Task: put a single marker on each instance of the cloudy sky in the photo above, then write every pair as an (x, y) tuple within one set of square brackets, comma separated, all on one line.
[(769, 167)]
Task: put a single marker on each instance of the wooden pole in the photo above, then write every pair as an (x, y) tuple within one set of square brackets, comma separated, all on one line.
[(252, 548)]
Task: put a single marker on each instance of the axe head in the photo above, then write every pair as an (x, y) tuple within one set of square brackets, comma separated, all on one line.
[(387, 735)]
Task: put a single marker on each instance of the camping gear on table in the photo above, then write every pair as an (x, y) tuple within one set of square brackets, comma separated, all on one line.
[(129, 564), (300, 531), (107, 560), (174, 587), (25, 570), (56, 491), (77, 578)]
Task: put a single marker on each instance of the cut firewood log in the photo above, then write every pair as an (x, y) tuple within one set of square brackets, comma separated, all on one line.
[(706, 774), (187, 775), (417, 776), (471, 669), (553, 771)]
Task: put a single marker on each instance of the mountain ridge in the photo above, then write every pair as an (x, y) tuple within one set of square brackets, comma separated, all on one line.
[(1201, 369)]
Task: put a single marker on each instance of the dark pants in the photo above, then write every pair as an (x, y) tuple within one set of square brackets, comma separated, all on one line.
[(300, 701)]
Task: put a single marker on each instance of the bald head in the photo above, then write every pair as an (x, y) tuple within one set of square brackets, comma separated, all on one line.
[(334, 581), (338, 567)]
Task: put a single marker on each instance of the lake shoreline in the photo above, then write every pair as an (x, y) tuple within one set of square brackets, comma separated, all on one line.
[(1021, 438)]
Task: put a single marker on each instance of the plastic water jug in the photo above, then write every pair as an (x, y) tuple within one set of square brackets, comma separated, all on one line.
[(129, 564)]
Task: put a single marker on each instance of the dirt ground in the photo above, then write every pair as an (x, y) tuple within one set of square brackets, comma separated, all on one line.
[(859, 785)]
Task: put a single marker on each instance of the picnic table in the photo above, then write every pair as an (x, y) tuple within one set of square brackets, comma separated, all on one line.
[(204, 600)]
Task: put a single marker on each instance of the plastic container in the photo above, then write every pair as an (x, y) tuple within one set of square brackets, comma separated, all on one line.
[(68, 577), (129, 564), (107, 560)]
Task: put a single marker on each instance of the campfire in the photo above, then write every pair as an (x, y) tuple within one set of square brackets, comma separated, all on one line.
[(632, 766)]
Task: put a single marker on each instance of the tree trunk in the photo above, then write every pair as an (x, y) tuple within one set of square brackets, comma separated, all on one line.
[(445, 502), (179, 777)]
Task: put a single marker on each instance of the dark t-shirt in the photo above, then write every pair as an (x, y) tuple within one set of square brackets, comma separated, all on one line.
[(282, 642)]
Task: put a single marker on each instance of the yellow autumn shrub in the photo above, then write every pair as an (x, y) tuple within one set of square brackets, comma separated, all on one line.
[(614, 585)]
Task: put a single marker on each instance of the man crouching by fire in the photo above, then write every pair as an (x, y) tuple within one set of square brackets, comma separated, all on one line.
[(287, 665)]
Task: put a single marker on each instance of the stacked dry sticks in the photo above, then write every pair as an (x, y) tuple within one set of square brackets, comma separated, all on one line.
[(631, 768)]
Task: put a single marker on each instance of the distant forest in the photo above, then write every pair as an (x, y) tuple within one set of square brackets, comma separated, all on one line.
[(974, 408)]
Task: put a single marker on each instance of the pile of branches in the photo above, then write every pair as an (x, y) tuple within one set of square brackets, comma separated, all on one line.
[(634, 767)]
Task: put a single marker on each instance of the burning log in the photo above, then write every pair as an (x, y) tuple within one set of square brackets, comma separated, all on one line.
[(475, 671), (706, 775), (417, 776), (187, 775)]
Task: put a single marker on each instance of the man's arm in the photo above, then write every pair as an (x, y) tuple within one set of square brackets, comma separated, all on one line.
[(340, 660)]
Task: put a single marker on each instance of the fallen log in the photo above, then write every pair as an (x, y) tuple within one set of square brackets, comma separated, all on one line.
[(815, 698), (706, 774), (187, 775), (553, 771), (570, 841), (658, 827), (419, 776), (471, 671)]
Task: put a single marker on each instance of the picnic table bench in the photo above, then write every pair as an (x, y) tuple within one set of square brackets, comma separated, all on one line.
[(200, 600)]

> **Action item**: Reproduce, with both ends included, the lines from the one holding "Task: put a single marker on each instance of the burning" to the end of the records above.

> **Solution for this exercise**:
Task: put a single marker on each instance of the burning log in the photo above, then write every pair as an (x, y) tuple within one set of square brackets, comma separated, all on one line.
[(475, 671), (706, 775), (417, 776), (187, 775)]
Task: put a single marker on each instance of the man's arm in the photo above, then write every pair as an (x, y) tuple within one set of square brackets, comma separated, all on one line.
[(340, 660)]
Task: put a single marker on each instance of the fallen log in the photo above, then write every pair as an (x, y) tuple within one set of square brackets, comma separated, all on one line.
[(815, 698), (706, 774), (187, 775), (553, 771), (570, 841), (658, 827), (419, 776), (471, 671)]
Task: put a single marker on each instance of the picnic table bench in the photo above, then write every pair as an (x, y) tuple within one set of square brackets, comma separated, all on one line.
[(200, 600)]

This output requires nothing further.